■ GIVEN PROBLEM
Print exactly, and only, the lines running from the line containing "of the hanging" through the end of the records below.

○ ○ ○

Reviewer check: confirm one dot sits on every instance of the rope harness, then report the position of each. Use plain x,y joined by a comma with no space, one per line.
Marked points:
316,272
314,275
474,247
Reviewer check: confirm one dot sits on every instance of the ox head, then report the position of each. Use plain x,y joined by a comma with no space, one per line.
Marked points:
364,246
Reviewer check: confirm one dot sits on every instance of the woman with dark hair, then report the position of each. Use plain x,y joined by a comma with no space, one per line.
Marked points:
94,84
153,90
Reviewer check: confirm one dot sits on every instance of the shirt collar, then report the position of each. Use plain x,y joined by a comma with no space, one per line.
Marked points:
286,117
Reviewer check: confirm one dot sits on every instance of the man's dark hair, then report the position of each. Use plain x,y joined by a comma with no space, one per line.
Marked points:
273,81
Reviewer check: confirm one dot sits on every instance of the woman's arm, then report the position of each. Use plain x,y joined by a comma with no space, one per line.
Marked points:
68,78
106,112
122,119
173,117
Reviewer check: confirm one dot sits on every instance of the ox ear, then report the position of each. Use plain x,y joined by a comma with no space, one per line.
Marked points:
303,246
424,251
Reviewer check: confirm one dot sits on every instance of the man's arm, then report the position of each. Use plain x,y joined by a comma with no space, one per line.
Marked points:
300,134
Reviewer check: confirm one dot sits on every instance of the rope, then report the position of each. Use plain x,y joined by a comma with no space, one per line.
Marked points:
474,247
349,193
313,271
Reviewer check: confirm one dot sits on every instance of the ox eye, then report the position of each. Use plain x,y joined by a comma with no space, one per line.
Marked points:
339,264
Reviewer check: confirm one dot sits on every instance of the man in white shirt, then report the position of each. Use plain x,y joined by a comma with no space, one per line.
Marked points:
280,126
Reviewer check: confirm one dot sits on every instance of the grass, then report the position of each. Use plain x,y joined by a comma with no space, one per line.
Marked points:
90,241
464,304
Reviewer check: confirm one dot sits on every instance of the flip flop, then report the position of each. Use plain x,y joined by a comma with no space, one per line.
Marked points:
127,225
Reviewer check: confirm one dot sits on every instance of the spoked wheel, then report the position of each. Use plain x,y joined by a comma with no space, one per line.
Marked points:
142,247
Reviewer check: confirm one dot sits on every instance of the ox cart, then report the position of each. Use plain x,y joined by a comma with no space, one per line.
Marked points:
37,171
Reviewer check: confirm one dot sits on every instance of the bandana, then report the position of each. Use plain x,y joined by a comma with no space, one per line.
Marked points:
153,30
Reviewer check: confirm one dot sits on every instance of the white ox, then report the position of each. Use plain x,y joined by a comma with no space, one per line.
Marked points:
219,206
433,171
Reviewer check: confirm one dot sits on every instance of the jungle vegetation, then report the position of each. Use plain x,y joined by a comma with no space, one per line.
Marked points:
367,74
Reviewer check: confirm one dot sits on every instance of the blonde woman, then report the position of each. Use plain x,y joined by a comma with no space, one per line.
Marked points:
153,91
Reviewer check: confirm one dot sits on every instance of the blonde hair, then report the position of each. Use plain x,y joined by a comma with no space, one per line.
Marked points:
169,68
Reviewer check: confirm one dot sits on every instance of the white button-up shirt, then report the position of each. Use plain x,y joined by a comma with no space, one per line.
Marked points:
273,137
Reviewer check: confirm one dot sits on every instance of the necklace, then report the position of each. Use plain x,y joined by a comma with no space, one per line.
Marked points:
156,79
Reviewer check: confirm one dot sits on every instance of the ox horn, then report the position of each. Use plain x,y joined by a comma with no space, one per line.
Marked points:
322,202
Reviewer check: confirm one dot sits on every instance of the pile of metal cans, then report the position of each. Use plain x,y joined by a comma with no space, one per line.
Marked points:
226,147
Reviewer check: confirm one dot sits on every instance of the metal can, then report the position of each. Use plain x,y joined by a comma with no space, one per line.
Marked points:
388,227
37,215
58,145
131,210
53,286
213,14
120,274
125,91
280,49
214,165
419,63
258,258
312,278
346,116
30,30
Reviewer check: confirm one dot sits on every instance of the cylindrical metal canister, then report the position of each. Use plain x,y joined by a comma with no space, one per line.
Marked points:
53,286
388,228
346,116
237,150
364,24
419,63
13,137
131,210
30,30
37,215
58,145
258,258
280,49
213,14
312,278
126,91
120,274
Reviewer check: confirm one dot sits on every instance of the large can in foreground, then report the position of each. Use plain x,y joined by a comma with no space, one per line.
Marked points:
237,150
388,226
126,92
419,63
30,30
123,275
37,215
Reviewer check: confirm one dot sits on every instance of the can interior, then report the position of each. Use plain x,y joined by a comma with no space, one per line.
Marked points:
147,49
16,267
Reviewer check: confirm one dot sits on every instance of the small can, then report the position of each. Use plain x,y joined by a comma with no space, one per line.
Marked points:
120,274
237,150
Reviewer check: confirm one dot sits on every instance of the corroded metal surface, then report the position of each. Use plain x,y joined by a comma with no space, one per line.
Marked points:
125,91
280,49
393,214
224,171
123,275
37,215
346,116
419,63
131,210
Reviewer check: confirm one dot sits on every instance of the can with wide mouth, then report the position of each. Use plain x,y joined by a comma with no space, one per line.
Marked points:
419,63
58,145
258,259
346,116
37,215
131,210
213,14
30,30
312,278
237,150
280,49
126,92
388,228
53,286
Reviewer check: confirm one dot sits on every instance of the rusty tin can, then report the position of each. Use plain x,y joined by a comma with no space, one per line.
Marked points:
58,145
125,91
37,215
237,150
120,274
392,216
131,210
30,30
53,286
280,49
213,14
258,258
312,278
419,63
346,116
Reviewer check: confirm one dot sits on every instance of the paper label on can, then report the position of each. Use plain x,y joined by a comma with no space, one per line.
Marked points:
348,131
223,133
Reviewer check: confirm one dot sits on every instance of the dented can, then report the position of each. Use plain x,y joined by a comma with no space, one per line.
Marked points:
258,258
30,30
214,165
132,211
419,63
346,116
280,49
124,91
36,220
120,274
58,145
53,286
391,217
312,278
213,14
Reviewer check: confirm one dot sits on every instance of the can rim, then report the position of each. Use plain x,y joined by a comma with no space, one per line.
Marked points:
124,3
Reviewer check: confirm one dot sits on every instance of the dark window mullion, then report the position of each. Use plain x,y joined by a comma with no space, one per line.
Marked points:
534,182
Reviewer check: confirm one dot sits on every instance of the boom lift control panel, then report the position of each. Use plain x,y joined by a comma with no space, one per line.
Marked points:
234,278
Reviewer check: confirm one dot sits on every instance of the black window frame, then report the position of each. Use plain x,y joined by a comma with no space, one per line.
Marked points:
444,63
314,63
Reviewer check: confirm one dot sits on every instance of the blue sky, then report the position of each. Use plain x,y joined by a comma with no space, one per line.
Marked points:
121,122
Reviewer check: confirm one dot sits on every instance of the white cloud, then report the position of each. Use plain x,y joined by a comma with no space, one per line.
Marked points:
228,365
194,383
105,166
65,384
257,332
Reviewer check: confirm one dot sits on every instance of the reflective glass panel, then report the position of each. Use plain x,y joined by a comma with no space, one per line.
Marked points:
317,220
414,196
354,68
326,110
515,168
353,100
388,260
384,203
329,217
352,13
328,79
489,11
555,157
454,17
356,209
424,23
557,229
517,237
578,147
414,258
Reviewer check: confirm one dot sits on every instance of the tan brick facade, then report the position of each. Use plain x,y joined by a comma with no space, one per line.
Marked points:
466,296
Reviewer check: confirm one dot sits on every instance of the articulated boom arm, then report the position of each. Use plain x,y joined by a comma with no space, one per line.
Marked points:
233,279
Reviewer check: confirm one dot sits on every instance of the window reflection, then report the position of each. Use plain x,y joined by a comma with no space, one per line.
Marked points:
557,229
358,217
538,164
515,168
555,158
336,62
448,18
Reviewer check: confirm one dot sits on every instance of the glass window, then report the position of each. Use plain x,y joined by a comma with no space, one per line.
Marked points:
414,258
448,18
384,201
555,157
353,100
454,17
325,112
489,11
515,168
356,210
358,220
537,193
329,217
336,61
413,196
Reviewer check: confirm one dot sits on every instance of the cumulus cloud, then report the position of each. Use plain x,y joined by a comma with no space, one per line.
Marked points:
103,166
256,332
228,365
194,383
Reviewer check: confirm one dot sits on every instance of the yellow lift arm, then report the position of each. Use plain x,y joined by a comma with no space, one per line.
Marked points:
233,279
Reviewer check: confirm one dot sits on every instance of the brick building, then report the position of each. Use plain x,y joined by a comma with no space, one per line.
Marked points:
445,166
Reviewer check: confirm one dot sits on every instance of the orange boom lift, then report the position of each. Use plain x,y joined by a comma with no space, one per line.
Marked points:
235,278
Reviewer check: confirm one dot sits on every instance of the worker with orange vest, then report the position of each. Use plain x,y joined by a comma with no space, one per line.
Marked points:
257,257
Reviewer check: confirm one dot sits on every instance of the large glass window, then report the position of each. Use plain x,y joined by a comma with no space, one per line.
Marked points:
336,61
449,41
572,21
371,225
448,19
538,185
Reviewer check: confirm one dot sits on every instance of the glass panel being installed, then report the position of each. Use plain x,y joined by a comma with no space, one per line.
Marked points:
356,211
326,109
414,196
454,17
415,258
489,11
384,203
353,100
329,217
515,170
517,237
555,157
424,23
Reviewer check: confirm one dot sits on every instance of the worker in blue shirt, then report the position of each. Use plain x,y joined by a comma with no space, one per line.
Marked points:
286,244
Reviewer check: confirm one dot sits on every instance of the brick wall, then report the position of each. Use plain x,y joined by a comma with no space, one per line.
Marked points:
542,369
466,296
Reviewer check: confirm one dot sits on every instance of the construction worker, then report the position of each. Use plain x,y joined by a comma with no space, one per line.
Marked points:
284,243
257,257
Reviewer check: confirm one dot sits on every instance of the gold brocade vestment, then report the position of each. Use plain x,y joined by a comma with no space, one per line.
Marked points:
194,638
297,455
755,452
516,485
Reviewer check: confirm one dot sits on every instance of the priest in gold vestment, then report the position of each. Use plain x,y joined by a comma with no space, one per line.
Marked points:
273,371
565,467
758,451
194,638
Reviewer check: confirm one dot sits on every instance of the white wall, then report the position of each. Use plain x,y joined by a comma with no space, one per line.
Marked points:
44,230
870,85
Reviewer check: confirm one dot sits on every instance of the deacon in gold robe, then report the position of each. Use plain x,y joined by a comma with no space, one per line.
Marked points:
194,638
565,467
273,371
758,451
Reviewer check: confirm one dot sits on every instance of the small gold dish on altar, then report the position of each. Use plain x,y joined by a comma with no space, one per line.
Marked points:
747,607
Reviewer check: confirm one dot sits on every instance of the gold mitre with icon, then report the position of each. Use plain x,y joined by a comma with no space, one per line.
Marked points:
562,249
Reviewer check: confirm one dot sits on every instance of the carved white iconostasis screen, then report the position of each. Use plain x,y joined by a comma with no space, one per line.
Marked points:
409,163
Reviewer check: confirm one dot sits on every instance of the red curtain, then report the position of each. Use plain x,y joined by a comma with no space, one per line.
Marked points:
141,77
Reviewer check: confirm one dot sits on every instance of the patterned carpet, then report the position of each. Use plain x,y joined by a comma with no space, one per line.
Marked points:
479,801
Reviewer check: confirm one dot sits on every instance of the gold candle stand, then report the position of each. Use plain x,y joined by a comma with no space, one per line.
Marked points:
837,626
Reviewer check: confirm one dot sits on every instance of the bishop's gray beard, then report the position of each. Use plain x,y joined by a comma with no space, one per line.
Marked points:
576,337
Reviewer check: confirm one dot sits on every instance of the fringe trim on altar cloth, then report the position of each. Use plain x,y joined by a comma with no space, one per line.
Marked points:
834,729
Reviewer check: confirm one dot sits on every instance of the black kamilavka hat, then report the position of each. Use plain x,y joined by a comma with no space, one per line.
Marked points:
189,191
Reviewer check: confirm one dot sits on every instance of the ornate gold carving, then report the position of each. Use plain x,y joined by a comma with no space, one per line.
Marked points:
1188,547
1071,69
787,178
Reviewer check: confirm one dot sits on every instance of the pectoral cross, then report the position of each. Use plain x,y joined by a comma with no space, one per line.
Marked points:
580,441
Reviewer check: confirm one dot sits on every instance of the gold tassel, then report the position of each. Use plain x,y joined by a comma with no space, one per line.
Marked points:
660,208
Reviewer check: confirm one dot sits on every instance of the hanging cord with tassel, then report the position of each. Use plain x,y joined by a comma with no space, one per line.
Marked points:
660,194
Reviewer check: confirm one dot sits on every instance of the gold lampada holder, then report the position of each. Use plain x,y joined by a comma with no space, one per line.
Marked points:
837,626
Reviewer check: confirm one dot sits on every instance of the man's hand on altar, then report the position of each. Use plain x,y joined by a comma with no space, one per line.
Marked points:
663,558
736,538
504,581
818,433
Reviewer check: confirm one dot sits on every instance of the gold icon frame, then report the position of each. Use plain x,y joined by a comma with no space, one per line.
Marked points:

○ ○ ○

■ EXERCISE RESPONSE
Reviewer check: confirm one dot sits on every instance of the hanging cord with tassel, then report the position of each. Use plain x,y joined by a comma with no space, one per line.
Marked points:
660,194
Reviewer check: confirm one dot sits on every instance of the gold lampada holder, then report the position of each. Use plain x,y joined by a comma with no space, one per line.
Marked points:
837,626
Reviewer check: confirm one dot sits on every instance of the man's hand on altar, then report the position of each. Use plain x,y joined by a comma with no space, one per line.
Marked points:
663,558
736,538
504,581
818,433
Reviewer check: confirm one dot sits on every instance of the gold icon frame, then report the position of each. Use plain x,y joined by a comma with no space, one per line.
Marked points:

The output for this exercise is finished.